* Task goal *
Convert the entire listing below into a JSON list of strings, one string per line, skipping blank lines. Leave the pictures out.

-=-=-=-=-

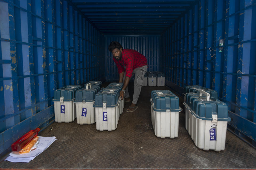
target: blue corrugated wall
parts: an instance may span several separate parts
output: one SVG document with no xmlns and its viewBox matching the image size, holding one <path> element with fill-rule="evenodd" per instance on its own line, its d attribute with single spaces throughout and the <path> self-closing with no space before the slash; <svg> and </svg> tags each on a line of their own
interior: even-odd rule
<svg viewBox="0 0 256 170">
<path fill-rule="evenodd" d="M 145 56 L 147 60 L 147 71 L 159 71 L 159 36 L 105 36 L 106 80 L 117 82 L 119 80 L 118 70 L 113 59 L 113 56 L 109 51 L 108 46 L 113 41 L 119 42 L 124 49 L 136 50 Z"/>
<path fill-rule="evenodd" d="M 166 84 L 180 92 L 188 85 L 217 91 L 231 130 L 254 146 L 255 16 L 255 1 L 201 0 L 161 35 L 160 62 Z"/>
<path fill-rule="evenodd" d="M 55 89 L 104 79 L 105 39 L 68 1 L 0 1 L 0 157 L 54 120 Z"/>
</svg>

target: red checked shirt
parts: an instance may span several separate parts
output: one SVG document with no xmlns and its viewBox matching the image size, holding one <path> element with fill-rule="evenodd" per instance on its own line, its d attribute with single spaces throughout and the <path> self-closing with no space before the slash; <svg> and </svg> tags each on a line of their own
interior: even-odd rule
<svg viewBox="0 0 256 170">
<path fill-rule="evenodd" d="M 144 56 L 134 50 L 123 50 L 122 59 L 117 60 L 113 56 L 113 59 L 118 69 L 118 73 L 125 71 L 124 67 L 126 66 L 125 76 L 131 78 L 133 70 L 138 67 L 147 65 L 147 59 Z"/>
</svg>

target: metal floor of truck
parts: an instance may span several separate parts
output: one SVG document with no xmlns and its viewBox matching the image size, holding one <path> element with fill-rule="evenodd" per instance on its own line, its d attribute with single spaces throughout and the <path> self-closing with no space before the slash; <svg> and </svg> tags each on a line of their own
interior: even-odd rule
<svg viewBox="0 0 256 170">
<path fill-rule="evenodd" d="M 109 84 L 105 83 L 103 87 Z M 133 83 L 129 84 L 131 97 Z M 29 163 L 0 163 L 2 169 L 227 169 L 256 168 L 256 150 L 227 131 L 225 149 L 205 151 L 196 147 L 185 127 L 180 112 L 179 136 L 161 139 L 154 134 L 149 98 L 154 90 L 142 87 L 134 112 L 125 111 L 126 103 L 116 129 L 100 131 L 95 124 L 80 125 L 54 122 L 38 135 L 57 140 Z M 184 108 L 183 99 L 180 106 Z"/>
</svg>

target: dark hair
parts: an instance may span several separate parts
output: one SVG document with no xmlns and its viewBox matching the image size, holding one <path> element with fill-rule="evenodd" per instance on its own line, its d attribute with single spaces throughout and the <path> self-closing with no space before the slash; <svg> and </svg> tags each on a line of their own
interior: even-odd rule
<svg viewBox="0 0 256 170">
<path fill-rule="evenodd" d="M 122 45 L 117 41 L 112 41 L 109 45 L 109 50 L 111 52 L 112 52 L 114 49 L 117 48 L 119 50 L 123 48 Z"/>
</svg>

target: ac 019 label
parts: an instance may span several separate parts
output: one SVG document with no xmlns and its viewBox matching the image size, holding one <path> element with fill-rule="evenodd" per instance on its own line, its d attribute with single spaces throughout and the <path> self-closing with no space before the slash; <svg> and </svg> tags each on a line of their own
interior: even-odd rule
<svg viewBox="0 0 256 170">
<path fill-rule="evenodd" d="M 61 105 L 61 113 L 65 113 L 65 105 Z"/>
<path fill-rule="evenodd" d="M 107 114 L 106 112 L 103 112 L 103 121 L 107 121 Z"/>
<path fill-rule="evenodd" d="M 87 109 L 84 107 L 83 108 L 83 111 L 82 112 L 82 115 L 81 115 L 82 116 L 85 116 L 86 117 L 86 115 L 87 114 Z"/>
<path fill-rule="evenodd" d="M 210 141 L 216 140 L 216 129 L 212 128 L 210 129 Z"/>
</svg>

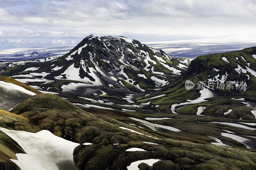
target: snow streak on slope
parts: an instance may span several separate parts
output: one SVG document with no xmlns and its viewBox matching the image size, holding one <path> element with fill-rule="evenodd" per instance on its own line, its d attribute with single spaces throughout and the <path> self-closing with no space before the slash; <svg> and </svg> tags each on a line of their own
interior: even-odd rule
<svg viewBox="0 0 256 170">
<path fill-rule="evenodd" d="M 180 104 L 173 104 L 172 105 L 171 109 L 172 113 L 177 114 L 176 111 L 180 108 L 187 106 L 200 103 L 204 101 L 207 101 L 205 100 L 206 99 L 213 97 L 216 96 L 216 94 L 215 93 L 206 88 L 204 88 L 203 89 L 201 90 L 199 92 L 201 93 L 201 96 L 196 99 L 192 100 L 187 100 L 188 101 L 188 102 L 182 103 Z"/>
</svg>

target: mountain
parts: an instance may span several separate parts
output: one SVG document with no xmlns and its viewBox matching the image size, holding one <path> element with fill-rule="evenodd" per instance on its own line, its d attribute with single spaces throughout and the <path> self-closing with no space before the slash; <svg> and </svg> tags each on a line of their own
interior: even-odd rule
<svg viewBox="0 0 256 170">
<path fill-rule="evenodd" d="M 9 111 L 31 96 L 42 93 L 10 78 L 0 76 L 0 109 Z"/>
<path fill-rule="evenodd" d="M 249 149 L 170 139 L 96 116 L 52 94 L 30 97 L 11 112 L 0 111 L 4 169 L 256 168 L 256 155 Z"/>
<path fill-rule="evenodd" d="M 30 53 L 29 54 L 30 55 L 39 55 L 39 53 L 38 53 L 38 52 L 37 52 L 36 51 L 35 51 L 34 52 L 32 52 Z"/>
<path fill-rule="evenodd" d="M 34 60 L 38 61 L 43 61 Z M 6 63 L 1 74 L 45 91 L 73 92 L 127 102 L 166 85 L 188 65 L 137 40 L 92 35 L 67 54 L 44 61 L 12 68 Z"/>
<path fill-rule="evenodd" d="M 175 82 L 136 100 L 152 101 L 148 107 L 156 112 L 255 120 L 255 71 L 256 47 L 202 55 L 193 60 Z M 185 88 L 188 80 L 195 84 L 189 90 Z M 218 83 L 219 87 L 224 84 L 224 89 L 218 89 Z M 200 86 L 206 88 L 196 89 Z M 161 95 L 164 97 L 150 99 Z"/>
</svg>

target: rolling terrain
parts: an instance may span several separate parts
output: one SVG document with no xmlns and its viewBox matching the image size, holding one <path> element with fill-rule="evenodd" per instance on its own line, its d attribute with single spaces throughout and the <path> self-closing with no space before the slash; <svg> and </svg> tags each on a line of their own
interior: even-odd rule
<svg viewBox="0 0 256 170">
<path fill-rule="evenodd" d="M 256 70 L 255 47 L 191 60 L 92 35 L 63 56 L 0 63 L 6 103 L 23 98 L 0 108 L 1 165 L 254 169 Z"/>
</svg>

-=-=-=-=-

* In response *
[
  "target: blue corrugated wall",
  "parts: an instance may span several separate parts",
  "output: one SVG document with no xmlns and its viewBox matching the image size, holding one <path> element with fill-rule=\"evenodd\" per instance on its own line, its d attribute with single spaces throughout and the <path> self-closing with no space before the slash; <svg> and </svg> tags each on a line of their own",
  "interior: even-odd rule",
  "<svg viewBox=\"0 0 256 170\">",
  "<path fill-rule=\"evenodd\" d=\"M 145 56 L 147 60 L 147 71 L 159 71 L 159 36 L 105 36 L 106 80 L 117 82 L 119 80 L 118 70 L 113 59 L 113 56 L 109 51 L 108 46 L 113 41 L 119 42 L 124 49 L 136 50 Z\"/>",
  "<path fill-rule=\"evenodd\" d=\"M 166 84 L 180 92 L 188 85 L 217 91 L 231 130 L 254 146 L 255 16 L 255 1 L 201 0 L 161 35 L 160 62 Z\"/>",
  "<path fill-rule=\"evenodd\" d=\"M 55 89 L 104 79 L 105 39 L 68 1 L 0 1 L 0 157 L 54 120 Z\"/>",
  "</svg>",
  "target: red checked shirt",
  "parts: an instance may span several separate parts",
  "output: one SVG document with no xmlns and its viewBox matching the image size, holding one <path> element with fill-rule=\"evenodd\" per instance on its own line, its d attribute with single spaces throughout and the <path> self-closing with no space before the slash; <svg> and </svg> tags each on a line of their own",
  "interior: even-odd rule",
  "<svg viewBox=\"0 0 256 170\">",
  "<path fill-rule=\"evenodd\" d=\"M 144 56 L 134 50 L 123 50 L 122 59 L 117 60 L 113 56 L 113 59 L 118 69 L 118 73 L 125 71 L 124 67 L 126 66 L 125 76 L 131 78 L 133 70 L 138 67 L 147 65 L 147 59 Z\"/>",
  "</svg>",
  "target: metal floor of truck",
  "parts: an instance may span several separate parts",
  "output: one SVG document with no xmlns and its viewBox matching the image size, holding one <path> element with fill-rule=\"evenodd\" per instance on its own line, its d attribute with single spaces throughout and the <path> self-closing with no space before the slash; <svg> and </svg> tags each on a line of their own",
  "interior: even-odd rule",
  "<svg viewBox=\"0 0 256 170\">",
  "<path fill-rule=\"evenodd\" d=\"M 109 84 L 105 83 L 103 87 Z M 133 83 L 129 84 L 131 97 Z M 29 163 L 0 163 L 2 169 L 227 169 L 256 168 L 256 150 L 227 131 L 225 149 L 205 151 L 196 147 L 185 127 L 180 112 L 179 136 L 161 139 L 154 134 L 149 98 L 154 90 L 142 87 L 134 112 L 125 111 L 126 103 L 116 129 L 100 131 L 95 124 L 80 125 L 54 122 L 38 135 L 57 140 Z M 184 108 L 183 99 L 180 106 Z\"/>",
  "</svg>",
  "target: dark hair",
  "parts: an instance may span several separate parts",
  "output: one SVG document with no xmlns and its viewBox matching the image size, holding one <path> element with fill-rule=\"evenodd\" per instance on its own line, its d attribute with single spaces throughout and the <path> self-closing with no space before the slash; <svg> and </svg> tags each on a line of their own",
  "interior: even-odd rule",
  "<svg viewBox=\"0 0 256 170\">",
  "<path fill-rule=\"evenodd\" d=\"M 122 45 L 117 41 L 112 41 L 109 45 L 109 50 L 111 52 L 112 52 L 114 49 L 117 48 L 119 50 L 123 48 Z\"/>",
  "</svg>",
  "target: ac 019 label",
  "parts: an instance may span several separate parts",
  "output: one SVG document with no xmlns and its viewBox matching the image size, holding one <path> element with fill-rule=\"evenodd\" per instance on its own line, its d attribute with single spaces throughout and the <path> self-closing with no space before the slash; <svg> and </svg> tags each on a line of their own",
  "interior: even-odd rule",
  "<svg viewBox=\"0 0 256 170\">",
  "<path fill-rule=\"evenodd\" d=\"M 61 105 L 61 113 L 65 113 L 65 105 Z\"/>",
  "<path fill-rule=\"evenodd\" d=\"M 107 114 L 106 112 L 103 112 L 103 121 L 107 121 Z\"/>",
  "<path fill-rule=\"evenodd\" d=\"M 87 109 L 84 107 L 83 108 L 83 111 L 82 112 L 82 115 L 81 115 L 82 116 L 85 116 L 86 117 L 86 115 L 87 114 Z\"/>",
  "<path fill-rule=\"evenodd\" d=\"M 210 141 L 216 140 L 216 129 L 212 128 L 210 129 Z\"/>",
  "</svg>",
  "target: snow streak on slope",
  "parts: an instance may span several separate parts",
  "output: one SVG document with no xmlns and its viewBox matching the image size, holding one <path> element with fill-rule=\"evenodd\" per instance on its own line, its d attribute with single spaces throughout and the <path> self-closing with no space before the slash; <svg> and </svg> tags each on a line of their own",
  "interior: even-odd rule",
  "<svg viewBox=\"0 0 256 170\">",
  "<path fill-rule=\"evenodd\" d=\"M 180 104 L 173 104 L 172 105 L 171 109 L 172 113 L 177 114 L 176 111 L 180 108 L 187 106 L 200 103 L 204 101 L 207 101 L 205 100 L 206 99 L 213 97 L 216 96 L 216 94 L 215 93 L 206 88 L 204 88 L 203 89 L 201 90 L 199 92 L 201 93 L 201 96 L 196 99 L 192 100 L 187 100 L 188 101 L 188 102 L 182 103 Z\"/>",
  "</svg>",
  "target: mountain",
  "parts: an instance may span several separate parts",
  "output: one SVG document with no xmlns and its viewBox matching the image size, holding one <path> element with fill-rule=\"evenodd\" per instance on its own line, its d attribute with single spaces throughout and the <path> self-closing with no space before the slash; <svg> and </svg> tags each on a line of their own",
  "interior: even-odd rule",
  "<svg viewBox=\"0 0 256 170\">",
  "<path fill-rule=\"evenodd\" d=\"M 9 111 L 31 96 L 42 93 L 10 78 L 0 76 L 0 109 Z\"/>",
  "<path fill-rule=\"evenodd\" d=\"M 249 149 L 170 139 L 96 116 L 52 94 L 30 97 L 11 112 L 0 111 L 4 169 L 256 168 L 256 155 Z\"/>",
  "<path fill-rule=\"evenodd\" d=\"M 30 53 L 29 54 L 30 55 L 39 55 L 39 53 L 38 53 L 38 52 L 37 52 L 36 51 L 35 51 L 34 52 L 32 52 Z\"/>",
  "<path fill-rule=\"evenodd\" d=\"M 34 60 L 38 61 L 43 61 Z M 6 63 L 1 74 L 45 91 L 73 92 L 127 102 L 166 85 L 188 65 L 137 40 L 92 35 L 67 54 L 44 61 L 12 68 Z\"/>",
  "<path fill-rule=\"evenodd\" d=\"M 175 82 L 136 100 L 152 101 L 148 107 L 156 112 L 255 120 L 255 71 L 256 47 L 202 55 L 193 60 Z M 185 88 L 188 80 L 195 84 L 189 90 Z M 218 83 L 219 87 L 224 84 L 224 89 L 218 89 Z M 200 86 L 206 88 L 196 89 Z M 161 95 L 164 97 L 150 99 Z\"/>",
  "</svg>",
  "target: rolling terrain",
  "parts: an instance may span several separate parts",
  "output: one SVG document with no xmlns and its viewBox matching the image size, holding one <path> element with fill-rule=\"evenodd\" per instance on its own line, its d attribute with single spaces throughout and the <path> self-closing with no space before the slash; <svg> and </svg> tags each on a line of their own",
  "interior: even-odd rule",
  "<svg viewBox=\"0 0 256 170\">",
  "<path fill-rule=\"evenodd\" d=\"M 256 70 L 255 47 L 191 60 L 92 35 L 63 56 L 0 63 L 6 103 L 23 98 L 0 108 L 1 165 L 254 169 Z\"/>",
  "</svg>"
]